Data to examine:
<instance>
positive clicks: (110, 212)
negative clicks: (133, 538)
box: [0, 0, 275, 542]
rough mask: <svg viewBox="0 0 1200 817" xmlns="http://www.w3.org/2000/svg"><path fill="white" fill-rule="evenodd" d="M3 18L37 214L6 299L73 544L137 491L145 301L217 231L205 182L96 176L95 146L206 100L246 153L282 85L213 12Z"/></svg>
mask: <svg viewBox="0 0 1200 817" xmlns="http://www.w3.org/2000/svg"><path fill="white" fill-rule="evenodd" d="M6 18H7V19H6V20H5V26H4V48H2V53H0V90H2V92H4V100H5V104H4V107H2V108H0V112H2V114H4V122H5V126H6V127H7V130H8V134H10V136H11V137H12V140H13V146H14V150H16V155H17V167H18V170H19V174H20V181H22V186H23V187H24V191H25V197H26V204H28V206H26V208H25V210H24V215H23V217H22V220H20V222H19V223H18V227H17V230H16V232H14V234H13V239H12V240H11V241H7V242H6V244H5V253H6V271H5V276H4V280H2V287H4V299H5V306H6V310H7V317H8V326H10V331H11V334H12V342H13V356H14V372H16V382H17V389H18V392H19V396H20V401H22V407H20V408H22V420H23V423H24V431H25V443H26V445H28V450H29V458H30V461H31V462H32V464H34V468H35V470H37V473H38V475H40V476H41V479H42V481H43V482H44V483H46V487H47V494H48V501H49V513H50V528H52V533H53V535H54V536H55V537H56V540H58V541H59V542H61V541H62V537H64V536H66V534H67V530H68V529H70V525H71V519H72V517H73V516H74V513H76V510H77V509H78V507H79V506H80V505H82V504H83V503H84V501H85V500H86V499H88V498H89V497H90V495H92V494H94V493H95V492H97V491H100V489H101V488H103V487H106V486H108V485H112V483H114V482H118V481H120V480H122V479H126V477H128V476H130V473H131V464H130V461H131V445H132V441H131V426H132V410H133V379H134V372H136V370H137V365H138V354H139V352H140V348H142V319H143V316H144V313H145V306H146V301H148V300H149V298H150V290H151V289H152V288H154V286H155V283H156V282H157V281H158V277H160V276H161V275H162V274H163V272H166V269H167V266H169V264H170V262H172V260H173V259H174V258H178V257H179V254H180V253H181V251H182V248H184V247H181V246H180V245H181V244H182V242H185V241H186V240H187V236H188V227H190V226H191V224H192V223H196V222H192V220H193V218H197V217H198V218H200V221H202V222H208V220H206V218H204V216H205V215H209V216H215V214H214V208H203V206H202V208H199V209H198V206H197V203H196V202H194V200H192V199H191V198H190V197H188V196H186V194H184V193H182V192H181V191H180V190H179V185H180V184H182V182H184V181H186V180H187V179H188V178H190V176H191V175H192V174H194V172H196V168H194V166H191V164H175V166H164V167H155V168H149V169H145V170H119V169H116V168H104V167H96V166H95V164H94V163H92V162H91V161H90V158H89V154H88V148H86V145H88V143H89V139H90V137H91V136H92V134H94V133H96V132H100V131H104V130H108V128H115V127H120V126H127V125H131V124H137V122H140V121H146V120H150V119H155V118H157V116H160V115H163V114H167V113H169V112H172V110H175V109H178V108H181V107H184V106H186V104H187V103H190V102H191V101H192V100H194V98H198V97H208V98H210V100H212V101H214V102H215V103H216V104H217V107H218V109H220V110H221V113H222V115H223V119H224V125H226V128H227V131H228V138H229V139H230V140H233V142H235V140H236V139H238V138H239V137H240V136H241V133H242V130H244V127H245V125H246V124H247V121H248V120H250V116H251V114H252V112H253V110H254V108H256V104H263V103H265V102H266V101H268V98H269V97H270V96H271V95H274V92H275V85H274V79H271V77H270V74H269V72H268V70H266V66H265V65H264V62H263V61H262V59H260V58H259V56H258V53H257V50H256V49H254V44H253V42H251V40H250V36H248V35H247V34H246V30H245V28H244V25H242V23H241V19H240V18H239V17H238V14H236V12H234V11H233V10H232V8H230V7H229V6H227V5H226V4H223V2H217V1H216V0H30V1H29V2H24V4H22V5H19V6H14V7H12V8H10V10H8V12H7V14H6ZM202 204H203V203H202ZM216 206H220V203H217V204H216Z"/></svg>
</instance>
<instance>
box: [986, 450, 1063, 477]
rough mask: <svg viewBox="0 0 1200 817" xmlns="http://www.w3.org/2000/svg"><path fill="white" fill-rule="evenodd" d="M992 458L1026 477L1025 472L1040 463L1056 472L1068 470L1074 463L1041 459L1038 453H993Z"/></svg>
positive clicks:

Task directions: Retype every entry above, word for word.

Answer box:
<instance>
positive clicks: (110, 212)
negative clicks: (133, 538)
box: [0, 0, 275, 542]
rough mask: <svg viewBox="0 0 1200 817" xmlns="http://www.w3.org/2000/svg"><path fill="white" fill-rule="evenodd" d="M3 18L37 214L6 299L73 544L137 491L145 301L217 231L205 182L96 176L95 146L206 100L246 153L282 85L213 12Z"/></svg>
mask: <svg viewBox="0 0 1200 817" xmlns="http://www.w3.org/2000/svg"><path fill="white" fill-rule="evenodd" d="M6 18H7V19H6V20H5V26H4V48H2V53H0V90H2V92H4V100H5V104H4V107H2V108H0V112H2V114H4V122H5V126H6V127H7V130H8V134H10V136H11V137H12V140H13V146H14V150H16V155H17V167H18V170H19V174H20V181H22V186H23V187H24V191H25V197H26V204H28V206H26V208H25V210H24V215H23V217H22V220H20V222H19V223H18V227H17V230H16V232H14V234H13V239H12V240H11V241H7V242H6V244H5V253H6V271H5V276H4V280H2V287H4V299H5V306H6V310H7V317H8V326H10V331H11V334H12V342H13V356H14V372H16V382H17V389H18V392H19V396H20V401H22V407H20V408H22V420H23V423H24V431H25V443H26V445H28V450H29V458H30V461H31V462H32V464H34V468H35V470H37V473H38V475H40V476H41V479H42V481H43V482H44V483H46V487H47V494H48V501H49V513H50V528H52V533H53V535H54V536H55V537H56V540H58V541H59V542H61V541H62V537H64V536H66V534H67V530H68V529H70V525H71V519H72V517H73V516H74V513H76V510H77V509H78V507H79V506H80V505H82V504H83V503H84V501H85V500H86V499H88V498H89V497H90V495H92V494H94V493H95V492H97V491H100V489H101V488H103V487H106V486H108V485H112V483H114V482H118V481H120V480H122V479H126V477H128V476H130V473H131V464H130V461H131V445H132V441H131V426H132V410H133V379H134V372H136V370H137V365H138V354H139V352H140V348H142V319H143V316H144V313H145V306H146V301H148V300H149V298H150V290H151V289H152V288H154V286H155V283H156V282H157V281H158V277H160V276H161V275H162V274H163V272H166V269H167V266H169V264H170V262H172V260H173V259H174V258H178V257H179V254H180V253H181V251H182V248H184V247H181V246H180V245H181V244H182V242H185V241H186V240H187V236H188V227H190V226H191V224H192V223H196V222H192V220H193V218H197V217H198V218H200V221H202V222H208V220H206V218H204V216H205V215H209V216H215V214H214V208H203V206H202V208H199V209H198V206H197V203H196V202H194V200H192V199H191V198H190V197H188V196H186V194H184V193H182V192H181V191H180V190H179V185H180V184H182V182H184V181H186V180H187V179H188V178H190V176H191V175H192V174H194V172H196V168H194V166H191V164H175V166H164V167H155V168H149V169H145V170H119V169H116V168H104V167H96V166H95V164H94V163H92V162H91V161H90V158H89V154H88V148H86V145H88V143H89V139H90V137H91V136H92V134H94V133H96V132H100V131H104V130H108V128H115V127H120V126H127V125H131V124H137V122H140V121H146V120H150V119H155V118H157V116H160V115H163V114H167V113H169V112H172V110H175V109H178V108H181V107H184V106H186V104H187V103H190V102H191V101H192V100H194V98H198V97H208V98H210V100H212V101H214V102H215V103H216V104H217V107H218V109H220V110H221V113H222V115H223V119H224V125H226V128H227V131H228V138H229V139H230V140H233V142H235V140H236V139H238V138H239V137H240V136H241V133H242V130H244V127H245V125H246V124H247V121H248V120H250V116H251V114H252V112H253V110H254V108H256V104H263V103H265V102H266V101H268V98H269V97H270V96H271V95H274V92H275V85H274V79H271V77H270V74H269V72H268V70H266V66H265V65H264V62H263V61H262V59H260V58H259V56H258V53H257V50H256V49H254V44H253V42H251V40H250V36H248V35H247V34H246V30H245V28H244V25H242V23H241V19H240V18H239V17H238V14H236V12H234V11H233V10H232V8H230V7H229V6H227V5H226V4H223V2H217V1H216V0H30V1H29V2H24V4H22V5H19V6H14V7H12V8H10V10H8V12H7V14H6ZM202 204H203V203H202ZM216 206H220V203H217V204H216Z"/></svg>
</instance>
<instance>
box: [986, 450, 1063, 477]
rough mask: <svg viewBox="0 0 1200 817" xmlns="http://www.w3.org/2000/svg"><path fill="white" fill-rule="evenodd" d="M992 458L1026 477L1025 472L1040 463L1056 472L1068 470L1074 463L1041 459L1038 453H993Z"/></svg>
positive clicks:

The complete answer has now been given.